EXTRACT PROVIDED:
In addition to these key programming themes, we will be continuing our close association with the Australian Childhood Foundation, in this, the middle year of our three year accreditation as a Safe School. In line with our master plan for campus development, we will be bringing current works to fruition in the ongoing pursuit of our educational strategic intents. The Keon-Cohen Dining Hall and St Andrew’s Square will deliver a marketplace of interaction at the heart of Scotch life surrounded by 12 House Home Rooms. English will move to its new home in the Lithgow Centre, further fuelling identity and belonging, as, similarly, the Language department occupies the top two floors of the Language and Culture Centre. Continuing the theme, the new home for OSCA and Archives, and the new Scotch (Uniform) Shop, will open along Morrison Street.
The end of the year will bring the completion of the first round of projects from the Teacher Action Research and Career Development Programme launched at the start of 2019. Education will be provided for boys, staff and parents on the impacts and uses of technology, including presentations by American educational and clinical psychologist, Dr Adam Cox.
We will further advance the Scotch Educational Reading Group, established at the end of last year under the guidance of Director of Research, Teaching and Learning, Dr Peter Coutis, to discuss seminal education research articles. Partnering with the Crescent School, Toronto, and Dr Michael Reichert, and supported by the International Boys’ Schools Coalition, we will further develop the recently launched International Special Interest Group on relational teaching and learning, which connects interested schools into clusters to share expertise and advance their relational teaching practice.
In the Junior School, focus on development themes of Embracing difference and An attitude of caring for others will be given structure with the introduction of a Peer Support model involving all boys from Prep to Year 6. Alongside the ongoing rolling out of the iPad programme across Years 4-6 and further development of offerings in science and technology, there will be a major literature focus on the creative power of poetry.

DATASET EXCERPTS:
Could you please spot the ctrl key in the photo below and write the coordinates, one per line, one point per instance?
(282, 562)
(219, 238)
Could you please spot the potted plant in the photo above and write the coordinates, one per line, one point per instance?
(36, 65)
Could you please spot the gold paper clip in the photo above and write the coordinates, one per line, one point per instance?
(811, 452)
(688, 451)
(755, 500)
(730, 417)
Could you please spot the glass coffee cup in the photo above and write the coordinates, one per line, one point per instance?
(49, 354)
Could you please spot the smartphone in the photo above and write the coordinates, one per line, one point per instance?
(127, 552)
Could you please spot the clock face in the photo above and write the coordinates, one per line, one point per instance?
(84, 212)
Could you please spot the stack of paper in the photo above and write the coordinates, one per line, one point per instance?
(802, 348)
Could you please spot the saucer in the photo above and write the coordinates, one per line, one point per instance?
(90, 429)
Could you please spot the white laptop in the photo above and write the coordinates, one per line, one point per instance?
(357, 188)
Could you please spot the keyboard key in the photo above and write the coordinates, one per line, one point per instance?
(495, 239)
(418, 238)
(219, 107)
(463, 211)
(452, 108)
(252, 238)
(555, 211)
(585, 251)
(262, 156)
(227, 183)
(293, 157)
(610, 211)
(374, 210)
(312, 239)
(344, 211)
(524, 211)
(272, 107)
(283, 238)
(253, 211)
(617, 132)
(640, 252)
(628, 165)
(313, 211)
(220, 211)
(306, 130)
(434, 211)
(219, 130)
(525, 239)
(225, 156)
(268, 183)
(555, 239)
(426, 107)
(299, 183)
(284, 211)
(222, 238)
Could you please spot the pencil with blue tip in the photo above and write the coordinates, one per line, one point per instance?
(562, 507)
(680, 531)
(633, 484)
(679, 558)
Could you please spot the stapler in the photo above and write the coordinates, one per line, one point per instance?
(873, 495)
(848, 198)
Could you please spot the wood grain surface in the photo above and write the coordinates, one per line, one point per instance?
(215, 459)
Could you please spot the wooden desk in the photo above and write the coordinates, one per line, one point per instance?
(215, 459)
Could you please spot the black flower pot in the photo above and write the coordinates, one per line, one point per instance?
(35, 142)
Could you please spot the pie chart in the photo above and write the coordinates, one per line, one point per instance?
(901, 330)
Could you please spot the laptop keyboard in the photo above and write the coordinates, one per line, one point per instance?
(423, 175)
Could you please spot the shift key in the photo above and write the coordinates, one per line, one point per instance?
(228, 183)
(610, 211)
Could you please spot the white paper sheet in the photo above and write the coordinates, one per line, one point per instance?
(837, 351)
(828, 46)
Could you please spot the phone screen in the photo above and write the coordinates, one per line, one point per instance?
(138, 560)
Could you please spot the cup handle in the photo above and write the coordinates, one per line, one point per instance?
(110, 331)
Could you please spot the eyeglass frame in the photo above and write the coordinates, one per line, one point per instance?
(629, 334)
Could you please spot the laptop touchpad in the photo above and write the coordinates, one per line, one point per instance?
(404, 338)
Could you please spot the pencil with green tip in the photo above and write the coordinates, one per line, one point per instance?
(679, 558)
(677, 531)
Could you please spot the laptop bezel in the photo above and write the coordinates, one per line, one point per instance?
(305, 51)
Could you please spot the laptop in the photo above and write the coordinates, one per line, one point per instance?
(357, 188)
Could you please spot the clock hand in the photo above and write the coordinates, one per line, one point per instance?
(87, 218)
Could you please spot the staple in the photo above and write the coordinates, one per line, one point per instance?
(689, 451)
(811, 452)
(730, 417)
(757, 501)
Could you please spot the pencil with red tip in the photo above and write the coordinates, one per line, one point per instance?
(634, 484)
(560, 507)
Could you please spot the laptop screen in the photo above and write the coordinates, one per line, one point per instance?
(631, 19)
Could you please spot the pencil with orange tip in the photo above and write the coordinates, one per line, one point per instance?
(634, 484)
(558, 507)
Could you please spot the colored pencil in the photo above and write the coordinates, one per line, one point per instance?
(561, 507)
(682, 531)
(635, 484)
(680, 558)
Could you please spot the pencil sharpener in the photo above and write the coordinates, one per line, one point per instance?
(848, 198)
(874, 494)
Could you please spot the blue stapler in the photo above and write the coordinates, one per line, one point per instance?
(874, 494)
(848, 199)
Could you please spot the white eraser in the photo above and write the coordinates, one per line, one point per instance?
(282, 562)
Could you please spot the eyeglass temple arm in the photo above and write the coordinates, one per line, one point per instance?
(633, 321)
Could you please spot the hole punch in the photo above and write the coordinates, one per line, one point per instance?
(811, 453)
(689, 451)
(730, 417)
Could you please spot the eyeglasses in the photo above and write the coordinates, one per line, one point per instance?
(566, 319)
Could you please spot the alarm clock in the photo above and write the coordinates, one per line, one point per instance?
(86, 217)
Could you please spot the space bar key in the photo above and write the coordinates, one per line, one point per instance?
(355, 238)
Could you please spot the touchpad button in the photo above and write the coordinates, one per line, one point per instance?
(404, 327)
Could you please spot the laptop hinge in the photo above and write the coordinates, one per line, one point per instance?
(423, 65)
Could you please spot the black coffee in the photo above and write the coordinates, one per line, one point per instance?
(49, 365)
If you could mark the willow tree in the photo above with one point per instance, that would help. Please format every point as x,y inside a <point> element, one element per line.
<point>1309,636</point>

EXERCISES TO COMPLETE:
- a) Summarize the passage on the school's plans for the year in two sentences.
- b) In the passage on the school's plans for the year, which department will occupy the top two floors of the Language and Culture Centre?
- c) Extend the passage on the school's plans for the year, starting after its final sentence.
The records play no part in this work.

RESPONSES TO THE EXERCISE:
- a) The school will continue its Safe School accreditation with the Australian Childhood Foundation and complete campus works, including the Keon-Cohen Dining Hall and St Andrew's Square, new homes for English, the Language department, OSCA and Archives, and a new uniform shop. It will also finish the first round of its teacher research and development projects, offer technology education with presentations by Dr Adam Cox, and advance a reading group and an international group on relational teaching, while the Junior School introduces a Peer Support model, extends its iPad programme and focuses on poetry.

- b) The Language department.

- c)
In the Senior School, new structures and positions relating to operations (Dean of School Operations, Stephen Kong), boys (Dean of Students, David Brown) and the Middle School (Deputy Head of Middle School, Rob Blackmore, supporting Head of Middle School, Katrina Stalker) will be honed and bedded down.
Elsewhere, there will be continued emphasis on boys’ voice (including the website Newsfeed facility), and respectful relationships; a Staff Experience and Engagement Survey will be developed and a new sports uniform will grace ovals, pitches, courts and rivers at home and away.
Of the many seeds for thought of my time at the Judge Business School, one that continues to resonate is economist Dani’s Rodrik’s proposition that we can have at most two of national identity, globalisation, and democracy. I put this to the boys in an Assembly early in the year, following it up at another by suggesting that in their immediate lives they could, perhaps, see national identity as their desire to be part of a group they feel has characteristics that distinguish it from others; globalisation as their desire to move between and connect groups for mutual advancement; and democracy as their desire to protect the needs and advance the prosperity of the many, while understanding that this often necessitates doing likewise for the few or the one.
The connection of the intimate, personal reflection of an imagined world, with all we observe and those with whom we observe it, rests at the heart of a liberal education, as does, perhaps, any progress with Rodrik’s conundrum.